■ Problem: Reproduce verbatim the lines of the records below, starting at the line that contains "Look at this image and locate every instance of graduation" and ending at the line that contains "xmin=321 ymin=145 xmax=333 ymax=153", with both of those lines included.

---- Dataset rows

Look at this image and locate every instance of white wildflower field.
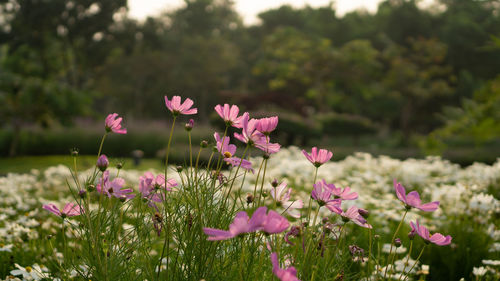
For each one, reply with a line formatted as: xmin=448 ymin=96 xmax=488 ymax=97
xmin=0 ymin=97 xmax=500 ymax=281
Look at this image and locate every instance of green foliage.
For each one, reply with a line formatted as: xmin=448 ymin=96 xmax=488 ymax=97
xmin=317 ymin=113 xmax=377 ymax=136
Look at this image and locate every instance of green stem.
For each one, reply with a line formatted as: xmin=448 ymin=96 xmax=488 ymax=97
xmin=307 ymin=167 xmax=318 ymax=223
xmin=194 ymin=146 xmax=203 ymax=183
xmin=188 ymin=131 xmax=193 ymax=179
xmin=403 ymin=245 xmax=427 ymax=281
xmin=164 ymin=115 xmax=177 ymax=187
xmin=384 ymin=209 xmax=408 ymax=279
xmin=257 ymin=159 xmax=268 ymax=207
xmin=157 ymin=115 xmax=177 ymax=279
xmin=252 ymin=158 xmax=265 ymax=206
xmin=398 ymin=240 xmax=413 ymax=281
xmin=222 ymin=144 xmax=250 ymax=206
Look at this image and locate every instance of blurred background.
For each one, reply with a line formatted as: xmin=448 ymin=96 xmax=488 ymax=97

--------
---- Dataset rows

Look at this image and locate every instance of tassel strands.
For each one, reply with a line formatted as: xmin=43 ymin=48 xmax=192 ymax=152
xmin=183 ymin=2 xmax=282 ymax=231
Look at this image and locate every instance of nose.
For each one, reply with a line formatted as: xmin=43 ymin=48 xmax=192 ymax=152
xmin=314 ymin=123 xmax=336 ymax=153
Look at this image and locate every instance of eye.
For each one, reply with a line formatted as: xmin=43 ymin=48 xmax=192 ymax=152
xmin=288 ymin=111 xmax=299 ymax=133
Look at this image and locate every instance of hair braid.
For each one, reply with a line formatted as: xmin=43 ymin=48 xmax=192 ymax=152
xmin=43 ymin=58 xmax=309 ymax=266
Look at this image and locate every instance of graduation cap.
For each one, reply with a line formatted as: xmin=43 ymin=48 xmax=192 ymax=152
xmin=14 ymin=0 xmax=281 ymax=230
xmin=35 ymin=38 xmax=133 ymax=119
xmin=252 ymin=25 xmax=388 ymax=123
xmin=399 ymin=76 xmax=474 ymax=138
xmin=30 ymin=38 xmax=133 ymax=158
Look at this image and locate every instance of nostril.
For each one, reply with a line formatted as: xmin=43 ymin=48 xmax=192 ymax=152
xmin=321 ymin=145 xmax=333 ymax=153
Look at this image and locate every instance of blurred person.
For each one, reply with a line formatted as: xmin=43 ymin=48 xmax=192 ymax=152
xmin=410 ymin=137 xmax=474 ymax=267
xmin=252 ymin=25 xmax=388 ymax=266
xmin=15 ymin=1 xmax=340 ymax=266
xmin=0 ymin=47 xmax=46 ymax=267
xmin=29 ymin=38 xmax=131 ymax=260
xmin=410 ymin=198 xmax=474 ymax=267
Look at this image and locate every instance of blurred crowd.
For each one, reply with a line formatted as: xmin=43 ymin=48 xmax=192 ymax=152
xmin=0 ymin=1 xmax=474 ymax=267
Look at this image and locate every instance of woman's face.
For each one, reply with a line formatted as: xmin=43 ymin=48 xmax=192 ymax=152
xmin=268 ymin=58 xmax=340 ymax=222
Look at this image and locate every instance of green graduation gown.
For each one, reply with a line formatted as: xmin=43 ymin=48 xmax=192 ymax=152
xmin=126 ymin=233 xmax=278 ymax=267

--------

■ Exercise response:
Look at this image and locate every instance of graduation cap.
For each one, reply with a line formatted as: xmin=43 ymin=48 xmax=192 ymax=152
xmin=14 ymin=0 xmax=281 ymax=230
xmin=35 ymin=38 xmax=133 ymax=119
xmin=252 ymin=25 xmax=388 ymax=123
xmin=399 ymin=76 xmax=474 ymax=138
xmin=30 ymin=38 xmax=133 ymax=158
Look at this image and locate every instance of nostril.
For each one, reply with a line formatted as: xmin=43 ymin=48 xmax=192 ymax=152
xmin=321 ymin=145 xmax=333 ymax=153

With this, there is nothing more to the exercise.